Within the records, which lines hold the string "Kindly"? Report each one by copying it.

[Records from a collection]
++++
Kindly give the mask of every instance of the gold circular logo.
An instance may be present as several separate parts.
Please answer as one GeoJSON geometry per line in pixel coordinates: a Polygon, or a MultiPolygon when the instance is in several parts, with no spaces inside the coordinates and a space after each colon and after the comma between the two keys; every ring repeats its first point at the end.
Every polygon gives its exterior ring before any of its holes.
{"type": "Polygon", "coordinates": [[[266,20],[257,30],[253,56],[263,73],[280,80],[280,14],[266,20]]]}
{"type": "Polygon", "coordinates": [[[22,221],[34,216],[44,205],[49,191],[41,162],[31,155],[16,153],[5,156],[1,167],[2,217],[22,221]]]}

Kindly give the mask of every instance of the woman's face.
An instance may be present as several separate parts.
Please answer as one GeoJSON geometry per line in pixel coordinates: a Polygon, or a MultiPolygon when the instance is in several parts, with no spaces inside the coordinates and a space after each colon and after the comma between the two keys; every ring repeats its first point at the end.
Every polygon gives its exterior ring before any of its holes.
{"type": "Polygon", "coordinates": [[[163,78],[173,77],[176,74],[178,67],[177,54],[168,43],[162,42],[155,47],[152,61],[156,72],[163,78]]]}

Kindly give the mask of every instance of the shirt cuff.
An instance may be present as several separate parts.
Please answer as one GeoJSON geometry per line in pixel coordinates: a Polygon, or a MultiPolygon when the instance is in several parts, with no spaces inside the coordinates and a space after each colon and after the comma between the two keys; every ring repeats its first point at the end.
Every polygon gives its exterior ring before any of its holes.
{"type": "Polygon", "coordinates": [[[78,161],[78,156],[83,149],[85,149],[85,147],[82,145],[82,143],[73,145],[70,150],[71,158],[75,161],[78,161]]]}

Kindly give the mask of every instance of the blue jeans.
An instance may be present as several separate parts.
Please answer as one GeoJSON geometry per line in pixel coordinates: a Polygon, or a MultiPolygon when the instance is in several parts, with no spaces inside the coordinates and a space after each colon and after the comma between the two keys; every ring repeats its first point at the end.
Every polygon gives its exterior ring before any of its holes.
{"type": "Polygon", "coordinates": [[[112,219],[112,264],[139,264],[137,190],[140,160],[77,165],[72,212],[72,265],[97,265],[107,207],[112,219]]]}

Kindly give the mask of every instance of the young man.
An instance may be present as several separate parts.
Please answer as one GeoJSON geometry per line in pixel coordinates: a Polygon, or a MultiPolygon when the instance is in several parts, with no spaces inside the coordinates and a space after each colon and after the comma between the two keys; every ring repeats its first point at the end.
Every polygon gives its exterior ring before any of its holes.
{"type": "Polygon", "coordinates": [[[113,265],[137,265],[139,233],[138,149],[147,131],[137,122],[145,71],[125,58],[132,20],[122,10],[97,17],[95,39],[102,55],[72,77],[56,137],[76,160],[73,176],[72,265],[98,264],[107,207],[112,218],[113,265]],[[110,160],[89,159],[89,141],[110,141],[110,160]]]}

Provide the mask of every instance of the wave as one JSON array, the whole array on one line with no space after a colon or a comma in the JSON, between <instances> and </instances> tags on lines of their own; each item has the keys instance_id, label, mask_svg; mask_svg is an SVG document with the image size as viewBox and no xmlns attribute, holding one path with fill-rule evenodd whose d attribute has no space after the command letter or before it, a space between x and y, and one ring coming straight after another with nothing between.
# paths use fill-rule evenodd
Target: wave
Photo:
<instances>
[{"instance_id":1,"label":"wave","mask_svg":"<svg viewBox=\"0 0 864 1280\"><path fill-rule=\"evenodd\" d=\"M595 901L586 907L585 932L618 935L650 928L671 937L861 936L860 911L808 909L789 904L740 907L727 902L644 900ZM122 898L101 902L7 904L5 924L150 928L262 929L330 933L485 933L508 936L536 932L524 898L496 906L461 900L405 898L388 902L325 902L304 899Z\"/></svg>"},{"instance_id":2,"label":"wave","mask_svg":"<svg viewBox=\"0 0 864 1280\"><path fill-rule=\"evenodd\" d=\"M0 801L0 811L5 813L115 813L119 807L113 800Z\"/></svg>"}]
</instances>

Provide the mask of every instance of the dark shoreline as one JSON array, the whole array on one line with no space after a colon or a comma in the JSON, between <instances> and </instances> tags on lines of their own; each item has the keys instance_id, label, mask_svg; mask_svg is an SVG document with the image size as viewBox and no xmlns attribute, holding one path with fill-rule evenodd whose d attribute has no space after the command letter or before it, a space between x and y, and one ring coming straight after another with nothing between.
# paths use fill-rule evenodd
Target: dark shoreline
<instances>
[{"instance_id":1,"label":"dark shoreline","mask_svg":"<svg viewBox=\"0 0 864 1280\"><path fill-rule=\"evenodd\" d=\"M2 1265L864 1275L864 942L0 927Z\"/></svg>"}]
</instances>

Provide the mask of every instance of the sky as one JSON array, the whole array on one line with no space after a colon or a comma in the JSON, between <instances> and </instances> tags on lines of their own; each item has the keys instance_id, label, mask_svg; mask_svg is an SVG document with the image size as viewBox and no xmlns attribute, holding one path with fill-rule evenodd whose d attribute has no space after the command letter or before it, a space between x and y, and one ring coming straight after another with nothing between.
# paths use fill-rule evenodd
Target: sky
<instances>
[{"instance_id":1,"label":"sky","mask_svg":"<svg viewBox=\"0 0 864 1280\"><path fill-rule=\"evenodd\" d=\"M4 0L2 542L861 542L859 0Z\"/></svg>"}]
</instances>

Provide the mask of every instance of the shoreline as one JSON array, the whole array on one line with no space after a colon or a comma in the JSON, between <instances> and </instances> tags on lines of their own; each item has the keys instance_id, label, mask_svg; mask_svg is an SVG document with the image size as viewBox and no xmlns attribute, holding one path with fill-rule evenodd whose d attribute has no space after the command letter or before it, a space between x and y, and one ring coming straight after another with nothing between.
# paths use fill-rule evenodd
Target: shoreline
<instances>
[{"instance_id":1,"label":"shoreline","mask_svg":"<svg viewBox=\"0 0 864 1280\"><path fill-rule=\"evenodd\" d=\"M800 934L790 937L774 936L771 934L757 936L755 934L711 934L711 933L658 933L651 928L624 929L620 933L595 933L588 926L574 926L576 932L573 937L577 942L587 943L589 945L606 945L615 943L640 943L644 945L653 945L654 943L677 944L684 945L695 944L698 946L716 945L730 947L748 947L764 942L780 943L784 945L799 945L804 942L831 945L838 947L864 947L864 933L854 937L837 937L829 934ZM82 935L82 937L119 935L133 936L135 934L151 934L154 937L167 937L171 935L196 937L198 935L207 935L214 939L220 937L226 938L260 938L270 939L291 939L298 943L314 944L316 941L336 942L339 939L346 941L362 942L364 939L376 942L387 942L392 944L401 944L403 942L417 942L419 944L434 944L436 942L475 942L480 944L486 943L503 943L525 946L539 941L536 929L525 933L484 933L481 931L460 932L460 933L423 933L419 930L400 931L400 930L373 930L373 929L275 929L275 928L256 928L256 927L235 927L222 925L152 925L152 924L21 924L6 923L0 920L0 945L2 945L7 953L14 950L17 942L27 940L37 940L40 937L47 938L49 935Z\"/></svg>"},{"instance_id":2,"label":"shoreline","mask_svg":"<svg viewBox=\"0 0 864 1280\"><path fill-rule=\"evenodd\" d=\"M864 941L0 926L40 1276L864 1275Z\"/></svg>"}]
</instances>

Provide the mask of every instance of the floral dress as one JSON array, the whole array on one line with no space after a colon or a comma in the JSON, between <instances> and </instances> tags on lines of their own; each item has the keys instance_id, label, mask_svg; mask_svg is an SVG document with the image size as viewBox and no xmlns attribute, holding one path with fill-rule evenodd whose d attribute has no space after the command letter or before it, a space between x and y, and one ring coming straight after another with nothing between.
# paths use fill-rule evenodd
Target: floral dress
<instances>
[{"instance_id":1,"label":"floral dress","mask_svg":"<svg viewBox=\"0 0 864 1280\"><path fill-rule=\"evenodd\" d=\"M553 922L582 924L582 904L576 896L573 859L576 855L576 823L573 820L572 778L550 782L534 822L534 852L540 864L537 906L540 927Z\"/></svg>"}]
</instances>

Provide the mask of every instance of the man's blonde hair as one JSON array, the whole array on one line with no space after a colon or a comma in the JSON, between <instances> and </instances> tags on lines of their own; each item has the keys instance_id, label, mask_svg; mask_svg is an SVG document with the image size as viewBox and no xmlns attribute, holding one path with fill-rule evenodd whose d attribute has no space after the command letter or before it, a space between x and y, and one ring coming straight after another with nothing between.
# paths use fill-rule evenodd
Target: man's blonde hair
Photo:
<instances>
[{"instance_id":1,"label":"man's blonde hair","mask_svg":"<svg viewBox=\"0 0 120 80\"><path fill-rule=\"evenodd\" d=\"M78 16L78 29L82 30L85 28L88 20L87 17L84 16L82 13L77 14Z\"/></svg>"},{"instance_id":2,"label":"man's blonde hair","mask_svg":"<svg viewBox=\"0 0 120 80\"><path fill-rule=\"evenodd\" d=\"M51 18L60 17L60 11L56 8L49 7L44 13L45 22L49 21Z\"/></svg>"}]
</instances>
++++
ANSWER TO THIS EXERCISE —
Kindly give the mask of every instance of the gold circular logo.
Kindly give the mask of every instance of the woman's face.
Kindly give the mask of every instance of the shirt cuff.
Kindly give the mask of every instance of the blue jeans.
Kindly give the mask of every instance of the young man.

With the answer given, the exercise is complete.